The entries below should be transcribed in their entirety, exactly as written.

======== Records provided

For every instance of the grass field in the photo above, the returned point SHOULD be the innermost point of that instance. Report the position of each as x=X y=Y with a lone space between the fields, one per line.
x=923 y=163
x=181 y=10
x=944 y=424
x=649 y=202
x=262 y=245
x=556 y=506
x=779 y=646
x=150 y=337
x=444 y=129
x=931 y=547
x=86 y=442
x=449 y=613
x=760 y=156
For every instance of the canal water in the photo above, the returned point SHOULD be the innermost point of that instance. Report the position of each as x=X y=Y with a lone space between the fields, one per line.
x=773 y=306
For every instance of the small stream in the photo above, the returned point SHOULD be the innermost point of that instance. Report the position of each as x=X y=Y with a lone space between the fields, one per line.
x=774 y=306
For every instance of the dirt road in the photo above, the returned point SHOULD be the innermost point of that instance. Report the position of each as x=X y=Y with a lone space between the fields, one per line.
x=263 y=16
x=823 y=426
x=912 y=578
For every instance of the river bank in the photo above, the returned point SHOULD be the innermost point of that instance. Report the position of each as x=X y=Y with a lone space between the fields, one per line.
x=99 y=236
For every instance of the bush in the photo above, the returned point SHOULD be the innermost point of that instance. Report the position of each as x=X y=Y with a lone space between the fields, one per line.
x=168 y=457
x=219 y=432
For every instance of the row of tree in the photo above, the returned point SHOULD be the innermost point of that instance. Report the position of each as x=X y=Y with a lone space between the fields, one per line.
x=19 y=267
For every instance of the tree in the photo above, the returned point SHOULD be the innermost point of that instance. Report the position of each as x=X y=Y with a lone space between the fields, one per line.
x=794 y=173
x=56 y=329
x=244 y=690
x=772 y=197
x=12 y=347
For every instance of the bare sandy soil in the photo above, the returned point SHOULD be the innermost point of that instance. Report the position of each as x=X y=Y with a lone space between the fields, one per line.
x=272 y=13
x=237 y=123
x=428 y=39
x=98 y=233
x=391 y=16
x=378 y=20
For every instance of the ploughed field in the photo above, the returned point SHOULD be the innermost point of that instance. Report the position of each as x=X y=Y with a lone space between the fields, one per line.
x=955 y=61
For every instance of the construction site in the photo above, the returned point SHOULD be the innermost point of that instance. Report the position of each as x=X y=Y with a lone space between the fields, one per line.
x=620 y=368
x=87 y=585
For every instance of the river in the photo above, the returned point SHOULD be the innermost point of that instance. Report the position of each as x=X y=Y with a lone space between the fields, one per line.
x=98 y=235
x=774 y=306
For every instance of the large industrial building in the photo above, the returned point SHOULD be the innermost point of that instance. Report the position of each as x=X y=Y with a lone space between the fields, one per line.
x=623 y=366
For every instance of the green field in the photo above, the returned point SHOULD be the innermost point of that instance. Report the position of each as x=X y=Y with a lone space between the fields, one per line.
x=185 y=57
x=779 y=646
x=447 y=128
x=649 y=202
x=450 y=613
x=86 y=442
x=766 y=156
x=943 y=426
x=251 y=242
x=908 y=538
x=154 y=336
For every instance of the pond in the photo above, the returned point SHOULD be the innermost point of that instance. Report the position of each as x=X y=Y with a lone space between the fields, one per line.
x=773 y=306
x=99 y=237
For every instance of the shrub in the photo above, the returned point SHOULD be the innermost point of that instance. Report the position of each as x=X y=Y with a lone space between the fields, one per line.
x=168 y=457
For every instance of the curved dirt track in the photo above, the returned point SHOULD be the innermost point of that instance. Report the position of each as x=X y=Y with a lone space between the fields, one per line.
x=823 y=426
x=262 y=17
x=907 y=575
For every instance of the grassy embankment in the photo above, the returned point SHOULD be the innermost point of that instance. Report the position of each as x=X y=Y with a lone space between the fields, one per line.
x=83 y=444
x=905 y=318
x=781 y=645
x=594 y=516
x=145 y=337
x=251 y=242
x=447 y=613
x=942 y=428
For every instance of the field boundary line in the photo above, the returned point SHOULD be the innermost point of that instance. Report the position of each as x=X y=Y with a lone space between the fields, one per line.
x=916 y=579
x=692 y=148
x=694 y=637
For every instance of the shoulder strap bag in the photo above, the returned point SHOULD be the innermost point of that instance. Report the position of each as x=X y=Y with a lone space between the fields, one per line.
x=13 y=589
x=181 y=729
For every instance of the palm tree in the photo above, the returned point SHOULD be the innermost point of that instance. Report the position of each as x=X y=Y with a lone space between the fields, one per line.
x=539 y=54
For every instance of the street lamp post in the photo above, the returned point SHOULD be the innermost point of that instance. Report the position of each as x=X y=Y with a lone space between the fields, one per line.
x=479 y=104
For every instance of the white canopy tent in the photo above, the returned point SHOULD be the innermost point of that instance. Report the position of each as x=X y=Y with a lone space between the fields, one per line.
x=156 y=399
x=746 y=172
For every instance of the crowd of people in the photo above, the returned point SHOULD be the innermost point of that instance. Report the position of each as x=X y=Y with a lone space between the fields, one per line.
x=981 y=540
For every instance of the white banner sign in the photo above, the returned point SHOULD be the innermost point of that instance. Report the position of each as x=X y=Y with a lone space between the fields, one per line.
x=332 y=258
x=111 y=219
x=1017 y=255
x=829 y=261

================

**Answer for the task**
For every instance of the grass field in the photo above, the returned point SHOULD be the innermost point of that instance. Report the position of each as x=X y=Y with a lone space between the fields, one per line.
x=923 y=163
x=181 y=10
x=944 y=424
x=649 y=202
x=262 y=245
x=556 y=506
x=779 y=646
x=150 y=337
x=444 y=129
x=931 y=547
x=86 y=442
x=449 y=613
x=760 y=156
For every instance of the canal water in the photo above, the returned point SHOULD be the innermost point of that instance. Report the position of each as x=X y=Y with a lone space between the fields, one per line.
x=773 y=306
For every instance of the small stream in the photo above, the returned point SHOULD be the innermost point of that instance. Report the position of each as x=X y=Y with a lone space between the fields, one per line.
x=774 y=306
For every instance of the dirt road in the photo above, the returned point SHOULD be the innermost point of that instance. Report the position of each as x=X y=Y with a lone space between the fields, one per line.
x=263 y=16
x=823 y=426
x=912 y=578
For every instance of the river bank in the photo above, the returned point SHOULD be the innermost point of that instance. Report the position of each as x=X y=Y with a lone space between the fields, one per line.
x=99 y=236
For every instance of the bush in the photo above, the returned point SHOULD be the innermost point of that instance. Report the position of each as x=X y=Y with a lone space between the fields, one per line.
x=168 y=457
x=219 y=432
For every instance of the row of tree in the photo above, the returned point SHOULD be the innermost point of that instance. Report the position of each as x=X y=Y with a lone space between the fields, one per line.
x=19 y=267
For every instance of the tree in the photo above, the returned point SHOULD be the innermost point of that instance. Report the position of each as x=X y=Y with a lone space between the fields, one per line.
x=794 y=173
x=56 y=329
x=244 y=690
x=772 y=197
x=12 y=347
For every instance of the bare sandy soil in the photo above, the returned point SHOULD be the innermost point of that instance. Report the position of each as x=X y=Y with a lone space between the fields, one per line.
x=272 y=13
x=237 y=123
x=428 y=39
x=98 y=233
x=391 y=16
x=378 y=20
For every instance of the ploughed field in the photo above, the returned point SHOULD be the innermost point of that instance. Report the position of each as x=X y=Y with a lone space between the fields, one per line.
x=955 y=61
For every instance of the construction site in the photo above, the returned point SHOULD be the innermost point of that instance. Report the position of each as x=X y=Y with a lone space between the fields, one per line.
x=620 y=368
x=87 y=585
For every instance of the river in the photo above, the returned point SHOULD be the innermost point of that instance. Report the position of each as x=X y=Y with a lone space between the fields, one per line.
x=98 y=235
x=774 y=306
For every instance of the large industrial building in the photo above, the returned point SHOULD be the innermost point of that instance. Report the position of each as x=X y=Y with a lone space between the fields, one per line.
x=623 y=366
For every instance of the green field in the photo above, the returned point SHOULD be the innermost point of that instance. Report the position of each as x=X y=Y with a lone space between the fields, one per line.
x=185 y=57
x=779 y=646
x=447 y=128
x=649 y=202
x=450 y=613
x=86 y=442
x=766 y=156
x=943 y=426
x=251 y=242
x=908 y=538
x=154 y=336
For every instance of the pond in the photo above, the returned point SHOULD be the innermost point of that instance. Report the position of each as x=X y=Y with a lone space between the fields, one per line.
x=773 y=306
x=99 y=237
For every instance of the shrub in the photo above, the returned point SHOULD be the innermost point of that instance. Report the position of each as x=X y=Y with a lone space between the fields, one per line.
x=168 y=457
For every instance of the curved dirt track in the photo above, the returned point SHOULD be the innermost point of that instance. Report the position of each as x=X y=Y with a lone space between the fields, one per line.
x=823 y=426
x=262 y=17
x=907 y=575
For every instance of the grassy embankment in the photo above, the returned point SHOULD be the innermost point of that instance. Report the position of each as x=X y=Y with a lone space between the fields, one per line.
x=83 y=444
x=905 y=318
x=781 y=645
x=594 y=516
x=145 y=337
x=251 y=242
x=447 y=613
x=942 y=428
For every instance of the field boundary line in the photo above, the returned point SHOULD be the innermost point of that instance. Report the position of each as x=X y=Y with a lone space between the fields, one per line.
x=916 y=579
x=692 y=148
x=694 y=637
For every instance of the shoulder strap bag in the photo above, the returned point SHOULD be the innermost point of that instance. Report the position of each as x=X y=Y with a lone space between the fields, one per line.
x=13 y=589
x=181 y=729
For every instance of the palm tree in the photo above, the returned point SHOULD be the innermost point of that instance. Report the position of each as x=X y=Y with a lone space between the fields, one per line.
x=539 y=54
For every instance of the street lamp post in the photo above, the returned point SHOULD be the innermost point of that instance. Report the position of each as x=X y=Y with a lone space between the fields, one per line.
x=479 y=104
For every instance of the white canopy tent in the photo above, the returned point SHOULD be the innermost point of that instance. Report the position of each as x=X y=Y with a lone space between the fields, one per line.
x=156 y=399
x=746 y=172
For every instance of the crowd of people in the photo above, the returned point SHOULD be the innermost point of that instance. Report the position of each as x=X y=Y with a lone space between the fields, one per line.
x=981 y=540
For every instance of the white banner sign in the photo above, the returned point SHOULD be the innermost point of that instance. Report the position of each as x=X y=Y with a lone space between the fields, one per line.
x=332 y=258
x=111 y=219
x=1017 y=255
x=829 y=261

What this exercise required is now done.